Extract the entire listing below and reproduce every line of it verbatim, without alteration.

---+---

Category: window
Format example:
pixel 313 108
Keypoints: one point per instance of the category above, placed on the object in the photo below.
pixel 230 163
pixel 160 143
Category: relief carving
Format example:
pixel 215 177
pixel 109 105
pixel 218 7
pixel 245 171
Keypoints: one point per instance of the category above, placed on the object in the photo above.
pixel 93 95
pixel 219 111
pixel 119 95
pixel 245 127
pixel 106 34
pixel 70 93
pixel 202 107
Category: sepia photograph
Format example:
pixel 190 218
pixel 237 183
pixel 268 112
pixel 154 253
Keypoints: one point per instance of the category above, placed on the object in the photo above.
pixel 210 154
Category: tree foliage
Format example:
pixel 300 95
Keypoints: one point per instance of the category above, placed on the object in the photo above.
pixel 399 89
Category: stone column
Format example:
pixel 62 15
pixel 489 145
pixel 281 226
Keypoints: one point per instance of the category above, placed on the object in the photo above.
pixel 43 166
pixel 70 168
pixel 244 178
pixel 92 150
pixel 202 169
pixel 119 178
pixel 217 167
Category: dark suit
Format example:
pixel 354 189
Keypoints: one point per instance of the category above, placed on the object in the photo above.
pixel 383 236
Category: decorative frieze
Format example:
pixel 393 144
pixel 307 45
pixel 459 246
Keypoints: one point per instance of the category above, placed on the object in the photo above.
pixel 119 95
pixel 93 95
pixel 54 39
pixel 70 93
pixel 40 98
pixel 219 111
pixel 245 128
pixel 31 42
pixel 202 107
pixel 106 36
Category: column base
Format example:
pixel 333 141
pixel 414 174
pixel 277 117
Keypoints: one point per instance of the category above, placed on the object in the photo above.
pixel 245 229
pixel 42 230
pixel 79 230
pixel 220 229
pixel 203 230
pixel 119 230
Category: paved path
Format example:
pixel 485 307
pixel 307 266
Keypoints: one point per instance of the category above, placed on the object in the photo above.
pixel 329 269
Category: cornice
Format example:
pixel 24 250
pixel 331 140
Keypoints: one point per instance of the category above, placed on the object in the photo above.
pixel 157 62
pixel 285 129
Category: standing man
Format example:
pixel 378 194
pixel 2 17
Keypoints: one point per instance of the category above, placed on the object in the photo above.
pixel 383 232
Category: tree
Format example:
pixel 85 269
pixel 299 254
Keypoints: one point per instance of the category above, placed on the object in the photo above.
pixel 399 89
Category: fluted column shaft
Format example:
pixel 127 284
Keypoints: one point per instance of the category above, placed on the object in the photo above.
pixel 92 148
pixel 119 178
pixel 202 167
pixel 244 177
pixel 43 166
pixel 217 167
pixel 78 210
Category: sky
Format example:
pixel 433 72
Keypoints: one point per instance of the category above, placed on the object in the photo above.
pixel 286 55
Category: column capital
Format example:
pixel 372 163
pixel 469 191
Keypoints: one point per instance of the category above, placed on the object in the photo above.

---+---

# [Completed exercise]
Category: window
Format example:
pixel 313 108
Keypoints: one point per instance of the category above, placed on the object in the photo below.
pixel 230 163
pixel 160 143
Category: relief carving
Format example:
pixel 215 177
pixel 109 105
pixel 218 7
pixel 245 171
Keypoints: one point per instance of the category above, placed on the object in the photo above.
pixel 93 95
pixel 219 111
pixel 119 95
pixel 245 127
pixel 106 34
pixel 70 93
pixel 202 107
Category: sepia photograph
Format example:
pixel 190 218
pixel 237 183
pixel 268 112
pixel 154 253
Keypoints: one point per instance of the category above, placed on the object in the photo above.
pixel 210 154
Category: tree foliage
Format example:
pixel 300 95
Keypoints: one point per instance of the category above, placed on the object in the photo above.
pixel 399 89
Category: stone column
Format example:
pixel 62 15
pixel 489 145
pixel 281 226
Keypoints: one point per instance of the category above, placed on the object in the photo above.
pixel 43 166
pixel 70 168
pixel 244 178
pixel 92 150
pixel 202 169
pixel 119 178
pixel 217 167
Category: dark suit
Format example:
pixel 354 189
Keypoints: one point per instance of the category above, placed on the object in the photo above.
pixel 383 236
Category: decorative frieze
Format example:
pixel 393 144
pixel 307 45
pixel 459 246
Keypoints: one point per instance of the category above, placed on the object in the photo above.
pixel 119 95
pixel 93 95
pixel 54 39
pixel 70 93
pixel 40 98
pixel 219 111
pixel 245 128
pixel 31 42
pixel 202 107
pixel 106 36
Category: column base
Format example:
pixel 333 141
pixel 414 174
pixel 277 117
Keypoints: one point per instance of the category above, placed on the object in the photo above.
pixel 245 229
pixel 42 230
pixel 79 230
pixel 220 229
pixel 203 230
pixel 119 230
Category: paved path
Format example:
pixel 485 307
pixel 307 266
Keypoints: one point per instance of the category above, placed on the object in the photo above.
pixel 329 269
Category: cornice
Format example:
pixel 24 250
pixel 331 140
Keypoints: one point per instance of the category above, placed on the object in the photo above.
pixel 157 62
pixel 285 129
Category: standing man
Format example:
pixel 378 194
pixel 2 17
Keypoints: one point per instance of the category above, placed on the object in the photo above.
pixel 383 232
Category: tree
Format example:
pixel 85 269
pixel 299 254
Keypoints: one point per instance of the category above, placed on the object in the photo above.
pixel 399 89
Category: fluted column shaft
Format example:
pixel 127 284
Keypoints: one point per instance of the category above, placed on the object in the photo above.
pixel 92 148
pixel 119 178
pixel 202 167
pixel 244 177
pixel 43 166
pixel 217 167
pixel 78 210
Category: sky
Format example:
pixel 433 72
Keypoints: one point per instance of the category above, placed on the object in the photo above.
pixel 286 55
Category: column capital
Format example:
pixel 372 163
pixel 469 191
Keypoints: one point per instance of the category above, placed on the object in the photo above.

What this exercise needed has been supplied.